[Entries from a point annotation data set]
═══

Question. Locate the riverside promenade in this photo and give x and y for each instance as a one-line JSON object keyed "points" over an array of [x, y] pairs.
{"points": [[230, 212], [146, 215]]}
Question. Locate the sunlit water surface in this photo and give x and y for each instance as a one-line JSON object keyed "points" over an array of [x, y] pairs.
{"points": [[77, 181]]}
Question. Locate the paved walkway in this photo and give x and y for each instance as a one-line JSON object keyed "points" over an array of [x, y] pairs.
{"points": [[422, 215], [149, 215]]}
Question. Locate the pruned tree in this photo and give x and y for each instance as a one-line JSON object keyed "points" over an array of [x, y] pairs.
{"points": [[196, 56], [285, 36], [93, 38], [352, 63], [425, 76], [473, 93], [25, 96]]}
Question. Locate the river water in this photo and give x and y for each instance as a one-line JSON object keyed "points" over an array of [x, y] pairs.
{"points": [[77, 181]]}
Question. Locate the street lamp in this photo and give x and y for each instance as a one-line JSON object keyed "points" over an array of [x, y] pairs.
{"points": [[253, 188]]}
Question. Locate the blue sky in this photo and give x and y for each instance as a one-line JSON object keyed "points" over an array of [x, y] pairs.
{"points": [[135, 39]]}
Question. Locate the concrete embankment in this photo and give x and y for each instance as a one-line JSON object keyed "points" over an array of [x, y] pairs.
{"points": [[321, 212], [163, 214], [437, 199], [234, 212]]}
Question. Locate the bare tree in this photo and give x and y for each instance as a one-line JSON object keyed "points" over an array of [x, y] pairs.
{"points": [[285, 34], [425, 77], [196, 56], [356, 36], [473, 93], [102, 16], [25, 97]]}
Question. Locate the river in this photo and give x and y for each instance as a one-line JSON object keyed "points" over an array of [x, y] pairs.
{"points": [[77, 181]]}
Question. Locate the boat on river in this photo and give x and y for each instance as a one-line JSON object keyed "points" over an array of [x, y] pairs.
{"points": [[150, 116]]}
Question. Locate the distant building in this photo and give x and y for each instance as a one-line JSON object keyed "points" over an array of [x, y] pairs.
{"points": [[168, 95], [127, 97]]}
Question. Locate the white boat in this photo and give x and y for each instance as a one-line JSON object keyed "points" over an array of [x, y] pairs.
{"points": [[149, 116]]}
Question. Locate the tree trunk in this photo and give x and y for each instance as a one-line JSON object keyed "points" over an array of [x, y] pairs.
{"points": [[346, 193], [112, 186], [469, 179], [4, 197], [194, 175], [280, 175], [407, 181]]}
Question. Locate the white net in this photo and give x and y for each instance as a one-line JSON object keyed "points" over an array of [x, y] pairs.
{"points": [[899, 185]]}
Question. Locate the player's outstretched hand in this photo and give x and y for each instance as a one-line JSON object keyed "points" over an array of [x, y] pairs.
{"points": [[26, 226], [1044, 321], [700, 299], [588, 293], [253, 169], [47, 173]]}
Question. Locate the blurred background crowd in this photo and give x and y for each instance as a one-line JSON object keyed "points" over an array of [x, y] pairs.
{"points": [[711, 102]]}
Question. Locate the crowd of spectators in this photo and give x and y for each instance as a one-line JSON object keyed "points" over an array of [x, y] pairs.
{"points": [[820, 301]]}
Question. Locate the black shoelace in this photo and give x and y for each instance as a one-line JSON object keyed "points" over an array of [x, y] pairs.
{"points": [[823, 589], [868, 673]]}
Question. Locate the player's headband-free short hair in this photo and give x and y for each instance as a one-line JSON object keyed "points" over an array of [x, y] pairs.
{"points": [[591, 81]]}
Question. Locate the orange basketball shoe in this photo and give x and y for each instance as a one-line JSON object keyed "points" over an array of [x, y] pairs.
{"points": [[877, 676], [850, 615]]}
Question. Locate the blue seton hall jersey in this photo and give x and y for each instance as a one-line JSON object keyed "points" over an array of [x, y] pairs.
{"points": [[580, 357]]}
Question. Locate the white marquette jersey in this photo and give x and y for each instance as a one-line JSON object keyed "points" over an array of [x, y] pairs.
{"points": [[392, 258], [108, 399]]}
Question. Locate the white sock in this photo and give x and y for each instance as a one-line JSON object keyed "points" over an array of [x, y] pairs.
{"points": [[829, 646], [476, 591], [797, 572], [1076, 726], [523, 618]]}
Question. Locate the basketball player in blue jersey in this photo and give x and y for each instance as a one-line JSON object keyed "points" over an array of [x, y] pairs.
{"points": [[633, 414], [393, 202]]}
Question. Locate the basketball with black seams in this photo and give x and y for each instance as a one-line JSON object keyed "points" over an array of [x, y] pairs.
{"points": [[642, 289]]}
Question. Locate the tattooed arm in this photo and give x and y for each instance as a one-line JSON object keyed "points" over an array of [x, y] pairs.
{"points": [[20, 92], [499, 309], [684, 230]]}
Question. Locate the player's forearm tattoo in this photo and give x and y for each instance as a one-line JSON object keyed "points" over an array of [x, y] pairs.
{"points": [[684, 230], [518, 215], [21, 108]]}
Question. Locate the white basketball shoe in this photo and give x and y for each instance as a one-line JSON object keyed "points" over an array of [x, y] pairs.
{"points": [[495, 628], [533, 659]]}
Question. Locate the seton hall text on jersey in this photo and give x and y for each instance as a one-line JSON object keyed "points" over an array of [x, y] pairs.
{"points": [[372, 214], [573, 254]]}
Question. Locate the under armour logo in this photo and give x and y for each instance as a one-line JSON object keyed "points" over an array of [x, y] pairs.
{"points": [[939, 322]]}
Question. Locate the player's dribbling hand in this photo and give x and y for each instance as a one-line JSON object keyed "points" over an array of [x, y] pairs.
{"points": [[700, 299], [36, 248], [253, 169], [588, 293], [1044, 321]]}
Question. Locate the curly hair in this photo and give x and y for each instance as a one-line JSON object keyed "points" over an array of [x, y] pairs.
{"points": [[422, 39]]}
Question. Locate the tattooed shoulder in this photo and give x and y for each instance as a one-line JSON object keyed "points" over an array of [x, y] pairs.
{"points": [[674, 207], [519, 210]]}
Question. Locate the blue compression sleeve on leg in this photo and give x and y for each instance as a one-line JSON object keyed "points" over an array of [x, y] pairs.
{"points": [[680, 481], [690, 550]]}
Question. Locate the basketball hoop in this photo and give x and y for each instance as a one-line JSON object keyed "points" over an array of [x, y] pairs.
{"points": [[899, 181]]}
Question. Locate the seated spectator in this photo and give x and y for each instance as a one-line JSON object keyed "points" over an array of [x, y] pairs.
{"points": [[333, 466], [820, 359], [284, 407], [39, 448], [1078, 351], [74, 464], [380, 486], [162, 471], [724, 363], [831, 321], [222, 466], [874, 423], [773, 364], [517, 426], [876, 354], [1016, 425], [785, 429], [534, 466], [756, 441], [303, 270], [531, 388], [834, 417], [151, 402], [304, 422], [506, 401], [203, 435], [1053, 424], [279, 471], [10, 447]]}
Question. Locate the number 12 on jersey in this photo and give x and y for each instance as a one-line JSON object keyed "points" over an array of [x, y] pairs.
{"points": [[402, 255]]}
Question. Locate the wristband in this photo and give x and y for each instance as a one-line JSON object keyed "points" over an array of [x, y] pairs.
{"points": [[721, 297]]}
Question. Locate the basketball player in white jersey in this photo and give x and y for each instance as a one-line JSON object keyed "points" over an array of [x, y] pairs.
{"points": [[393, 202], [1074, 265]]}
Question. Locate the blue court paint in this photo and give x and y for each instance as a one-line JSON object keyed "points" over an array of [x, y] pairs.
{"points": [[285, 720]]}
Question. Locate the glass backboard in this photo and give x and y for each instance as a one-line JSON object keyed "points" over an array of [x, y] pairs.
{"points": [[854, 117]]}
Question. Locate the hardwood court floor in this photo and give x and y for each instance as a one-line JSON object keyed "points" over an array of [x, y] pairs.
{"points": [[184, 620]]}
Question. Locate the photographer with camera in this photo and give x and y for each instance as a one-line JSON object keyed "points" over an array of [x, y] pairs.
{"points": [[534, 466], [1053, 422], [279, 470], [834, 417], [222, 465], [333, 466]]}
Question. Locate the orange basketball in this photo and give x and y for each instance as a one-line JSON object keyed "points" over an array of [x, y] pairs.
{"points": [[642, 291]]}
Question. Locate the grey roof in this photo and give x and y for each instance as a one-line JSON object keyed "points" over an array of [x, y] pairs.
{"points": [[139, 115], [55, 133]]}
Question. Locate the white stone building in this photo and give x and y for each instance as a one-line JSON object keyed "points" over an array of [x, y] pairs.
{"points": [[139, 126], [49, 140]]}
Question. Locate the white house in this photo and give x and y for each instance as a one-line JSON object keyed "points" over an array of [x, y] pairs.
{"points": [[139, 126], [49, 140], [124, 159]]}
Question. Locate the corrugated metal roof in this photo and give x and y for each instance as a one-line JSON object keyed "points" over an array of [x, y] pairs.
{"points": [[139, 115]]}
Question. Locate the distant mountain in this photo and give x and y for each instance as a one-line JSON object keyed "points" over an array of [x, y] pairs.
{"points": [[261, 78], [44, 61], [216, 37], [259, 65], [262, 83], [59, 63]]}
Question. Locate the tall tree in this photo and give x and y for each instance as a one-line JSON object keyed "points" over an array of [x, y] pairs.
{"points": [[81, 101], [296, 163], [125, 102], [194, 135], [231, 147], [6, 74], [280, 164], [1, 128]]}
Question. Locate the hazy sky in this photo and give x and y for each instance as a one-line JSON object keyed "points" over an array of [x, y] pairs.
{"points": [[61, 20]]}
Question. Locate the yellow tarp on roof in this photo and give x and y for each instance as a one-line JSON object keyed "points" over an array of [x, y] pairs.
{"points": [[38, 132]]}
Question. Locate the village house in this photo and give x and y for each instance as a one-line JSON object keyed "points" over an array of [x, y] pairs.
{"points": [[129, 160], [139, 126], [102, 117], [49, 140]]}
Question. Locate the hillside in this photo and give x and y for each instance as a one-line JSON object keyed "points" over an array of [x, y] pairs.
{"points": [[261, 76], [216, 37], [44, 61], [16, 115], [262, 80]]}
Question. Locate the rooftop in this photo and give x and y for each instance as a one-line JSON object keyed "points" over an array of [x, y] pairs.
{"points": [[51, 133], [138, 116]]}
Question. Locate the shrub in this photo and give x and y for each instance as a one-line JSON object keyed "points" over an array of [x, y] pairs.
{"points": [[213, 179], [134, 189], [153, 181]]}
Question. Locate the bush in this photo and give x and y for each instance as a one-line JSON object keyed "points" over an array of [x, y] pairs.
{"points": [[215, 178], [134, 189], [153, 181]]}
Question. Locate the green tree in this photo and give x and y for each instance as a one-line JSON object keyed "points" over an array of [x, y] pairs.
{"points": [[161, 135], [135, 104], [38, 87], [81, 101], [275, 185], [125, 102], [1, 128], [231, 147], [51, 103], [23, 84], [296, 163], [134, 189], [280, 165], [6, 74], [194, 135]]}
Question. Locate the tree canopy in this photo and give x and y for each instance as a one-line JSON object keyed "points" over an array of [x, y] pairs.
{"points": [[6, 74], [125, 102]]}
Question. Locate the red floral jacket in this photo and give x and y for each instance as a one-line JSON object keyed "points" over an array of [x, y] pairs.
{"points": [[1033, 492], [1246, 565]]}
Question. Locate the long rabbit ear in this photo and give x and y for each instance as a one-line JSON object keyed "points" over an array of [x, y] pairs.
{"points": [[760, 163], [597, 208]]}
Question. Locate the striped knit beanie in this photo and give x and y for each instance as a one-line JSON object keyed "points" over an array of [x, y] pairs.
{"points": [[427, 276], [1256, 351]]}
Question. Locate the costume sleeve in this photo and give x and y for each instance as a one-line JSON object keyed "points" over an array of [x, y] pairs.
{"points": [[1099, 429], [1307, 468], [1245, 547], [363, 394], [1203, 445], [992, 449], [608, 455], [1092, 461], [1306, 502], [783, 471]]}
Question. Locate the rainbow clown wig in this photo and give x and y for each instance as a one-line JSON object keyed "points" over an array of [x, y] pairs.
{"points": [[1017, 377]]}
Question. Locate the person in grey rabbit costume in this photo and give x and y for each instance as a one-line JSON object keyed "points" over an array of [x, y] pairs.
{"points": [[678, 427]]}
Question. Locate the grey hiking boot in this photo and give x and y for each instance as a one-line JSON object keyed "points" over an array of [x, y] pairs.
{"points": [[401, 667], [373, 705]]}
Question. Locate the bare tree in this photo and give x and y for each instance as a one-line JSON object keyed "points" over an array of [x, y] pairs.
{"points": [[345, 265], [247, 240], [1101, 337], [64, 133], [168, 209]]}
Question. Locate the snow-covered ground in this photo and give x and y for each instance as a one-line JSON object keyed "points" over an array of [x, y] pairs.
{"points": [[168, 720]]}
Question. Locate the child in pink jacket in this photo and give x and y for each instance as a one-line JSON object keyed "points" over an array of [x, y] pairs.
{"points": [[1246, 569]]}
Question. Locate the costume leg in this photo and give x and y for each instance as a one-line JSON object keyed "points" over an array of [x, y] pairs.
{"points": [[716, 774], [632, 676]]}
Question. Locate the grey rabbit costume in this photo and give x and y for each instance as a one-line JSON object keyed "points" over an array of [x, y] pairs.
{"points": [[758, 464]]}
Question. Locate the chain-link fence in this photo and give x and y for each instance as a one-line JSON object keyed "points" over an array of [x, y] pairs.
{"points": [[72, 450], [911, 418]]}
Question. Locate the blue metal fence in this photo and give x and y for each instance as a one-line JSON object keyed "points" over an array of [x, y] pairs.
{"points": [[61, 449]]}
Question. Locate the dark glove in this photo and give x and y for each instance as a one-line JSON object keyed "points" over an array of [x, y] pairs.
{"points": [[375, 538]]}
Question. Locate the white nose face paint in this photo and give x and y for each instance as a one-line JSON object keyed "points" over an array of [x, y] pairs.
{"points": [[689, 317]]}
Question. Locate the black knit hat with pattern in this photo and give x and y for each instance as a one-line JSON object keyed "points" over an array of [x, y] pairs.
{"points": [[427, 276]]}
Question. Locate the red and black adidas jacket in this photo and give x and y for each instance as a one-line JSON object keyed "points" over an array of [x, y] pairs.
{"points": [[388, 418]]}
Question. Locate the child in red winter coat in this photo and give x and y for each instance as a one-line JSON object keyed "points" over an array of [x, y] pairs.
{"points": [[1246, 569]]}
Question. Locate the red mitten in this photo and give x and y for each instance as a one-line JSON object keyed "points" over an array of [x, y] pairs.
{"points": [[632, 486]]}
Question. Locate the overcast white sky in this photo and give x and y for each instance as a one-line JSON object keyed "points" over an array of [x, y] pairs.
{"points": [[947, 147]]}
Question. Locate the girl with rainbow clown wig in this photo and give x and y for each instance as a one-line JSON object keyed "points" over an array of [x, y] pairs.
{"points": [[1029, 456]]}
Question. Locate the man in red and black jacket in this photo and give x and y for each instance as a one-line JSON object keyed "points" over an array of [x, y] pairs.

═══

▸ **Your goal**:
Edit the data from the line that contains "Question. Locate the girl" through the end of the data, replacing "clown wig" with "party wig" and leaving everything else unchanged.

▸ **Problem solution**:
Question. Locate the girl with rainbow party wig in this photo and give x and y for each instance as a one-line JSON object keyed "points" over an array of [x, y] pairs.
{"points": [[1029, 456]]}
Question. Locate the man in red and black jacket in this photo and give x and y for each instance as a one-line JSON object keyed "points" over an array of [x, y] pairs.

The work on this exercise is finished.